**Problemas a resolver:**
1 – Responda às perguntas abaixo com base no texto sobre a ofensiva conservadora no Brasil.
(a) Em que mês os conservadores derrubaram um governo?
(b) Segundo as delações dos executivos da Odebrecht, de quantos deputados e senadores essa empresa financiava e cobrava favores?
(c) Quais blogs são citados como exemplo?
2 – Liste todos os veículos de comunicação, emissoras e blogs, nomeados no texto sobre a ofensiva conservadora no Brasil.
3 – Retome o texto sobre a ofensiva conservadora no Brasil logo após a última frase apresentada.

**Texto fornecido:**
┄┄┄┄┄┄┄┄┄┄┄┄┄┄┄┄┄┄┄┄
Às
vezes, diz o brocado, é mais fácil pegar um mentiroso que um coxo. Nos últimos
dois anos, os conservadores brasileiros surfaram na onda do sentimento
anti-establishment que percorre o planeta. Deram-lhe conteúdo reacionário. Em
maio, derrubaram um governo que ensaiava reformas sociais tímidas porém
inéditas – acusando-o de responsável por práticas de corrupção que marcam a
história do país há séculos. Promoveram uma série inédita de ataques aos
direitos sociais, aos serviços públicos e às liberdades democráticas. Governam
como saqueadores, loteando o Estado e desmantelando as políticas públicas.
Agora,
quando começa a ficar claro que o resultado é o aprofundamento da crise, do
desemprego e do empobrecimento, jogam a cartada do punitivismo. Convocam a
população às ruas para pressionar por “dez medidas” que, se aprovadas, nos
aproximarão ainda mais de um Estado Policial. Investem contra o Congresso
Nacional. Ao fazê-lo, no mesmo momento em que o Palácio do Planalto tenta
aprovar a “Reforma” da Previdência, arriscam-se a um enorme passo em falso,
capaz de comprometer o conjunto de sua estratégia.
É
que a manobra revela o caráter farsesco de seu “ataque” ao establishment. O
sistema político brasileiro está, de fato, minado pela corrupção. As delações
dos executivos da Odebrecht sugerem que só esta empresa – uma das dezenas que
praticam permanentemente lobby no Congresso – financiava e cobrava favores de
cerca de metade (300) dos 594 deputados e senadores senadores. Mas como
“denunciar” os corruptos e defender, ao mesmo tempo, que eles continuem
governando e investindo contra os direitos da maioria?
É
exatamente este o movimento em curso. Ontem, os noticiários da TV Globo e Globo
News exortavam a população a ir às ruas contra parlamentares desonestos. A
partir de hoje, as duas emissoras pedirão que estes mesmíssimos senhores
invistam contra direitos históricos do povo. Hipocrisia idêntica é praticada
pelos blogs (Spotnik e O Antagonista, por exemplo) ligados a movimentos como o
MBL e Vem pra Rua. O pacote de maldades é vasto. Não se trata de uma reforma,
mas de um autêntico desmonte da Previdência – talvez o único esboço de Estado
de Bem-Estar Social que as maiorias conseguiram arrancar das elites, num dos
países mais desiguais do mundo.
┄┄┄┄┄┄┄┄┄┄┄┄┄┄┄┄┄┄┄┄
Entradas de dados extraídos
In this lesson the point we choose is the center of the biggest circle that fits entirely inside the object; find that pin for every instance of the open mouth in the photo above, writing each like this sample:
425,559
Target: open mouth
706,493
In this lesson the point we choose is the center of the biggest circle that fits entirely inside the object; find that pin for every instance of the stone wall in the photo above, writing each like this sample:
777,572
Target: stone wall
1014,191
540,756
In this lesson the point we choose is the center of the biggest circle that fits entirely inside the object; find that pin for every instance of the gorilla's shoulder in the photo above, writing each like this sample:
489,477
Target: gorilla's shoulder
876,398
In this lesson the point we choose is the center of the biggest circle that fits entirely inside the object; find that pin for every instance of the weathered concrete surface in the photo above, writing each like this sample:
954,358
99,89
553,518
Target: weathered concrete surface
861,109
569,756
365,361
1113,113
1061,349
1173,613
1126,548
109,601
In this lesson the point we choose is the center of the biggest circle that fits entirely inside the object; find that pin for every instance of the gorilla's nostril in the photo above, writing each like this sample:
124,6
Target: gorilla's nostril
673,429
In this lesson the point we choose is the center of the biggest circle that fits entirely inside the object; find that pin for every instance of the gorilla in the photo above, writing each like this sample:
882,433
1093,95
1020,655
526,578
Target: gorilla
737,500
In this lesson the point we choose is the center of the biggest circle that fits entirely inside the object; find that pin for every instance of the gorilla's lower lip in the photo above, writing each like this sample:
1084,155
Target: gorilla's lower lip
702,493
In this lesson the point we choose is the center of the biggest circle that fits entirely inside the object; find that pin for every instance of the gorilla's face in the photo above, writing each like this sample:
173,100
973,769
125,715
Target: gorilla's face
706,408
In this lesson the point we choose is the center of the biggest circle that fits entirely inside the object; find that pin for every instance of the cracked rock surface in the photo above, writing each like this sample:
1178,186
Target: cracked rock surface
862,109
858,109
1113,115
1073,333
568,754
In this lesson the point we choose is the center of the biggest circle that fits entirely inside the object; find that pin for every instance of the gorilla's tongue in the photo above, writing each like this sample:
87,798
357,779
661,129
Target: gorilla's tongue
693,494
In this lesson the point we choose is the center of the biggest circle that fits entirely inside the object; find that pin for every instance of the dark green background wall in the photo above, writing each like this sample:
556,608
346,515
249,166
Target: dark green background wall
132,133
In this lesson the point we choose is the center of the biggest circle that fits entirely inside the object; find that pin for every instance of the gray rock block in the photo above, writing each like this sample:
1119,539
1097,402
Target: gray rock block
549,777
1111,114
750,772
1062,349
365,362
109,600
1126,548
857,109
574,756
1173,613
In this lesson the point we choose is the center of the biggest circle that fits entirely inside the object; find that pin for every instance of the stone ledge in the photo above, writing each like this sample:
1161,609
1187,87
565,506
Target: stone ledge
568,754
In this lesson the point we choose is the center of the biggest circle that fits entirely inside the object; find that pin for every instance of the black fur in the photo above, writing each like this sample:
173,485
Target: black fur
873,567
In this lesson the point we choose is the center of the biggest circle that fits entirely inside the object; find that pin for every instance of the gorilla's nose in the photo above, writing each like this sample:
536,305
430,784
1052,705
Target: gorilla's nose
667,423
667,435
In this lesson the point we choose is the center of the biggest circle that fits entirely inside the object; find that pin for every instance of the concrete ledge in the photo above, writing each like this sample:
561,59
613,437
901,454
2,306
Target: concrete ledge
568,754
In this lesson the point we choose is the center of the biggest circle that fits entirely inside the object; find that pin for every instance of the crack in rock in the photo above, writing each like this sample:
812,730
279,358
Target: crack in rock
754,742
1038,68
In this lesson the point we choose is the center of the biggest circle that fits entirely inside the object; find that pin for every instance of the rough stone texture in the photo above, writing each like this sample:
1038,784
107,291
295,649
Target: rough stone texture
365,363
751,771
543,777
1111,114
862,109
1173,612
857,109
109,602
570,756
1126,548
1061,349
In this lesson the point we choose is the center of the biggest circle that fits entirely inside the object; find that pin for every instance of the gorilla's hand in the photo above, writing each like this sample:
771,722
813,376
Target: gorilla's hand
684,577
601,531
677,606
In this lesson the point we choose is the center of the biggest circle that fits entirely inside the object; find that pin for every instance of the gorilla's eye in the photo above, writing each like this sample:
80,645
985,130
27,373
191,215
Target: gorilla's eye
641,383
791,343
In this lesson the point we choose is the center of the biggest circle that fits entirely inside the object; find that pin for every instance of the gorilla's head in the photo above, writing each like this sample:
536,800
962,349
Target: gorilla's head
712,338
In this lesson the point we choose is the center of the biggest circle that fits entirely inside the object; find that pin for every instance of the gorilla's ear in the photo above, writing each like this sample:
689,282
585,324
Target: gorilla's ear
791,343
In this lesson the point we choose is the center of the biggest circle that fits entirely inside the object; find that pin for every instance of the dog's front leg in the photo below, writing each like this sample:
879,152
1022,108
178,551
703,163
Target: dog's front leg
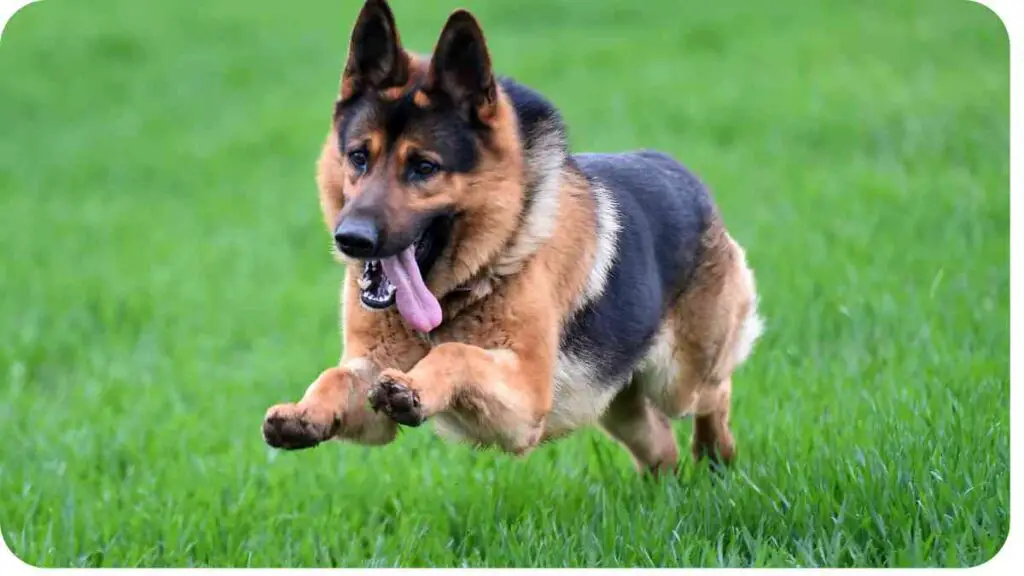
┄┄┄┄┄┄┄┄┄┄┄┄┄┄┄┄┄┄┄┄
**Os resultados:**
1 –
(a) Em maio.
(b) De cerca de metade, 300 dos 594 deputados e senadores.
(c) Spotnik e O Antagonista.

2 –
TV Globo
Globo News
Spotnik
O Antagonista

3 –
O
tempo mínimo necessário para obter aposentadoria aumentará – em alguns casos,
em até dez anos. A regra valerá inclusive para os que já ingressaram no mundo
do trabalho, numa clara violação do princípio do direito adquirido. O próprio
valor do benefício cairá em relação aos valores já minguados de hoje — exceto
para os que acumulem, no momento da retirada, cinquenta anos de contribuições.
As aposentadorias rurais e dos idosos deixarão de acompanhar o salário-minimo,
o que as tornará irrisórias em pouco tempo. As pensões por morte serão
achatadas. A lista completa teria 17 itens, todos retrógrados e impopulares.
Não
se trata de propostas de difícil compreensão, como no caso da PEC 241/55. Serão
sentidas por milhões. Têm sentido oposto ao defendido por Dilma e Temer, em
2014. Sequer foram cogitadas por Aécio Neves, o segundo colocado nas eleições.
Como impô-las? Comprando maioria num Congresso “de corruptos”?
Recorre-se
nesse ponto à arma onipresente da ideologia. A contrarreforma não seria opção
política, mas fatalidade técnica. O atual sistema teria se tornado inviável,
por acumular déficits constantes e crescentes. O “ajuste” visaria, na verdade,
evitar sua quebra certa. Estas fórmulas serão repetidas mil vezes, nos próximos
dias, talvez para testar de novo a hipótese de Goebbels, sobre os meios para
transformar mentiras em verdades…
*****
Outras Palavras lança
hoje um novo site, dedicado à defesa da Seguridade Social. Chama-se
Previdência
– Mitos e Verdades.
Pode ser encontrado em www.outraspalavras.net/previdencia Seus objetivos
políticos são claros: contribuir para desmascarar a “reforma” do governo e, num
sentido mais amplo, a farsa em que se apoia a atual ofensiva conservadora. Seus
métodos são os que procuramos praticar em toda nossa atividade jornalística.
Investigação e análises profundas. Recusa à superficialidade e ao panfleto.
Confiança na autonomia e espírito crítico dos leitores.
Para
fazê-lo, mobilizamos três jornalistas tarimbados e sagazes – Glauco Faria,
Patrícia Cornils e Nicolau Soares – e uma designer e editora de vídeos criativa
– Gabriela Leite. Em defesa da Previdência e Seguridade Pública, eles
examinarão o sistema atual e suas características. Mostrarão que, ao contrário
do que alegam os conservadores, é preciso ampliar (e não reduzir) os
benefícios, para construir uma sociedade um pouco menos injusta. Argumentarão
que, para isso, as reformas necessárias são de sentido oposto às propostas pelo
governo. Tributar os mais ricos, sempre poupados por nosso sistema tributário.
Eliminar isenções (por exemplo, as que beneficiam o agronegócio). Rever
privilégios: é aceitável reduzir a aposentadoria dos trabalhadores rurais e dos
idosos e manter as pensões de marajás dos deputados e juízes?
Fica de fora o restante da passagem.